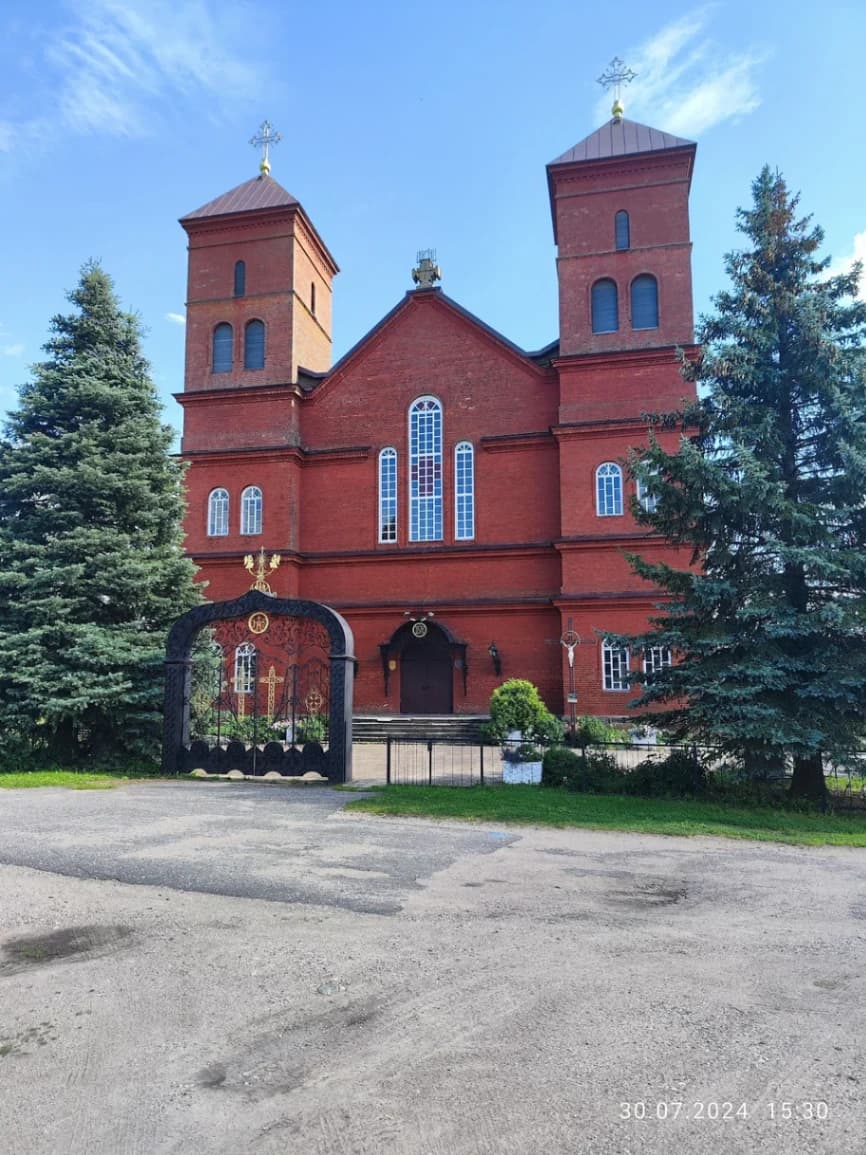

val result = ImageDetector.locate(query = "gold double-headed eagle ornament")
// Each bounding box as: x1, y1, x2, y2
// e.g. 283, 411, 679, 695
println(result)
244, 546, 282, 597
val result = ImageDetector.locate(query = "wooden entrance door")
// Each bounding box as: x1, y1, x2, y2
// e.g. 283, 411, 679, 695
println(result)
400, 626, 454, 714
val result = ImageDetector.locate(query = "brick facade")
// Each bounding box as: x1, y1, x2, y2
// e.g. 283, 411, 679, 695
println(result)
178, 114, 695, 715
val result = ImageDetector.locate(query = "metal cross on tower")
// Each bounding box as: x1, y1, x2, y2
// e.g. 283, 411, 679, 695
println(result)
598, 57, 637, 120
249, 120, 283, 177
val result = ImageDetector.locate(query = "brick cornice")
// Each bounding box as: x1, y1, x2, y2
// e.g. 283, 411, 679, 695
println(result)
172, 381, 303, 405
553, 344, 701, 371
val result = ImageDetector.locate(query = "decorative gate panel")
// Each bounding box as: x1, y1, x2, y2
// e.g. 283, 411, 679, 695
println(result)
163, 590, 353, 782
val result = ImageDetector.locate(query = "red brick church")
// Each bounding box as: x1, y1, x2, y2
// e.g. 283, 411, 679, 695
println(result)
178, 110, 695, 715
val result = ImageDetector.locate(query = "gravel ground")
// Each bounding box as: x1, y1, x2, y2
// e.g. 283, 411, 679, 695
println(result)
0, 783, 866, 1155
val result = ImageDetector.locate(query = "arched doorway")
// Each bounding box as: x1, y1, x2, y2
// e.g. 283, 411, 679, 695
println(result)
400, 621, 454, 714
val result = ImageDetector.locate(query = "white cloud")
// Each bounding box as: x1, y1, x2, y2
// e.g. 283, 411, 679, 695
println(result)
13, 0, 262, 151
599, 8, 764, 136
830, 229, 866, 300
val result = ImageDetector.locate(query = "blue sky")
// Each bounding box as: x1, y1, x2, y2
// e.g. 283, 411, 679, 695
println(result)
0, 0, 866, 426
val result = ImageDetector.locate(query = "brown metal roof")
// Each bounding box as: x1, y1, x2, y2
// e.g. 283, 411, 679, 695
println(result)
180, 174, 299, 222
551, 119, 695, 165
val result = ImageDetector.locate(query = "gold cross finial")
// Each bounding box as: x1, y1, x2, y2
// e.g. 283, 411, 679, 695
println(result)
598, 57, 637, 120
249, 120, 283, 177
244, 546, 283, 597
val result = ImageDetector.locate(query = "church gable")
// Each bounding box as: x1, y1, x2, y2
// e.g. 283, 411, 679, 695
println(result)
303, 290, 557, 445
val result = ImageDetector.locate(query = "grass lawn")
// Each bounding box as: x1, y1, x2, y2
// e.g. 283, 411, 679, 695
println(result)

* **Your task**:
Convert the lines above into a Markdown table with two columns, Row and Line, giving each line its own numbered row. Skip blank lines, and leave the pictures out of the answer.

* **Exercise response**:
| Row | Line |
|---|---|
| 1 | val result = ImageDetector.locate(query = "gold double-headed eagle ornament") |
| 2 | // Each bounding box as: x1, y1, x2, y2 |
| 3 | // e.g. 283, 411, 679, 695 |
| 4 | println(result) |
| 5 | 244, 546, 282, 597 |
| 6 | val result = ImageDetector.locate(query = "wooden entrance door") |
| 7 | // Each bounding box as: x1, y1, x2, y2 |
| 8 | // e.g. 283, 411, 679, 695 |
| 9 | println(result) |
| 10 | 400, 626, 454, 714 |
| 11 | val result = ImageDetector.locate(query = "brick facade") |
| 12 | // Each bounding box as: x1, y1, x2, y2 |
| 13 | // e.g. 283, 411, 679, 695 |
| 14 | println(result) |
| 15 | 178, 114, 695, 715 |
| 16 | val result = ImageDetector.locate(query = "metal cross on tower") |
| 17 | // Each bounding box as: x1, y1, x2, y2 |
| 18 | // e.g. 283, 411, 679, 695 |
| 19 | println(result) |
| 20 | 598, 57, 637, 120 |
| 21 | 249, 120, 283, 177 |
| 22 | val result = ImageDetector.locate(query = "brick cornice") |
| 23 | // Each bounding box as: x1, y1, x2, y2 |
| 24 | // e.g. 283, 411, 679, 695 |
| 25 | println(result) |
| 26 | 172, 381, 303, 405 |
| 27 | 553, 344, 701, 371 |
| 28 | val result = ImageDetector.locate(query = "decorative gate panel") |
| 29 | // Each bounding box as: x1, y1, x2, y2 |
| 30 | // e.g. 283, 411, 679, 695 |
| 31 | println(result) |
| 32 | 163, 590, 353, 782 |
| 33 | val result = ImageDetector.locate(query = "red brick church") |
| 34 | // Each bounding box as: x1, y1, x2, y2 |
| 35 | // e.g. 283, 411, 679, 695 |
| 36 | println(result) |
| 37 | 178, 110, 695, 715 |
| 38 | val result = ImageDetector.locate(query = "gravel ground") |
| 39 | // Each bounding box as: x1, y1, x2, y2 |
| 40 | // e.g. 283, 411, 679, 695 |
| 41 | println(result) |
| 42 | 0, 783, 866, 1155 |
| 43 | val result = ImageDetector.locate(query = "arched doorway") |
| 44 | // Each bounding box as: x1, y1, x2, y2 |
| 45 | // e.g. 283, 411, 679, 695 |
| 46 | println(result) |
| 47 | 400, 621, 454, 714 |
| 48 | val result = ImageDetector.locate(query = "white cloud") |
| 49 | // Each bounding box as: x1, y1, x2, y2 |
| 50 | // e.g. 283, 411, 679, 695 |
| 51 | println(result) |
| 52 | 13, 0, 262, 151 |
| 53 | 599, 8, 764, 136 |
| 54 | 830, 229, 866, 300 |
| 55 | val result = ImageDetector.locate(query = "blue sky") |
| 56 | // Each bounding box as: x1, y1, x2, y2 |
| 57 | // e.g. 283, 411, 679, 695 |
| 58 | println(result) |
| 59 | 0, 0, 866, 426 |
| 60 | val result = ImageDetector.locate(query = "brown metal roof") |
| 61 | // Each bounding box as: x1, y1, x2, y2 |
| 62 | // e.g. 283, 411, 679, 695 |
| 63 | println(result) |
| 64 | 180, 174, 299, 222 |
| 65 | 551, 119, 695, 165 |
| 66 | val result = ImageDetector.locate(query = "gold cross finial") |
| 67 | // Each bounding box as: x1, y1, x2, y2 |
| 68 | // e.g. 283, 411, 679, 695 |
| 69 | println(result) |
| 70 | 598, 57, 637, 120 |
| 71 | 249, 120, 283, 177 |
| 72 | 244, 546, 283, 597 |
| 73 | val result = ImageDetector.locate(query = "church gable") |
| 74 | // Each bounding box as: x1, y1, x2, y2 |
| 75 | // e.g. 283, 411, 679, 695 |
| 76 | println(result) |
| 77 | 303, 290, 557, 445 |
| 78 | val result = ImageDetector.locate(query = "grass lawn") |
| 79 | // Each bounding box as: x1, y1, x2, y2 |
| 80 | // e.g. 283, 411, 679, 695 |
| 81 | println(result) |